» TASK OBJECTIVE
Rewrite each line of the listing below as a JSON list of strings, one string per line, leaving out any blank lines.

» DATA PROVIDED
(begin)
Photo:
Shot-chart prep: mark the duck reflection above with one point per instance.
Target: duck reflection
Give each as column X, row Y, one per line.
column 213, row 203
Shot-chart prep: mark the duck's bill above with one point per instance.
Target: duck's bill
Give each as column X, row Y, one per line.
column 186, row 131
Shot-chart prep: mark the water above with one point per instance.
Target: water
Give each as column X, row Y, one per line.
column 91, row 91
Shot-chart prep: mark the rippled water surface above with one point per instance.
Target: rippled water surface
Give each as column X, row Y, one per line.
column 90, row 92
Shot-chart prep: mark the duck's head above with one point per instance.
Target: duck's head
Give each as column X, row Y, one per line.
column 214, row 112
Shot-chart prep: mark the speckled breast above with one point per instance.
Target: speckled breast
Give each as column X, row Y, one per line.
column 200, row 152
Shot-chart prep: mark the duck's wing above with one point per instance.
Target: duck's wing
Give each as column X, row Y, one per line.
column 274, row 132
(end)
» WRITTEN SOLUTION
[
  "Photo:",
  "Shot-chart prep: mark the duck reflection above with one point per instance.",
  "Target: duck reflection",
  "Give each as column X, row Y, one per line.",
  "column 213, row 203",
  "Shot-chart prep: mark the duck's bill above with one point per instance.",
  "Target: duck's bill",
  "Give each as column X, row Y, one per line.",
  "column 186, row 131",
  "Shot-chart prep: mark the water above with one point per instance.",
  "Target: water",
  "Give each as column X, row Y, one per line.",
  "column 91, row 91",
  "Shot-chart prep: mark the rippled water surface above with one point per instance.",
  "Target: rippled water surface",
  "Give each as column X, row Y, one per line.",
  "column 90, row 92",
  "Shot-chart prep: mark the duck's head above with one point per instance.",
  "Target: duck's head",
  "Give each as column X, row Y, one per line.",
  "column 214, row 112",
  "Shot-chart prep: mark the speckled breast above with one point per instance.",
  "Target: speckled breast",
  "Give each as column X, row Y, one per line.",
  "column 200, row 152",
  "Shot-chart prep: mark the duck's wing above with one point per instance.",
  "Target: duck's wing",
  "Give each as column X, row Y, one per line.",
  "column 274, row 132"
]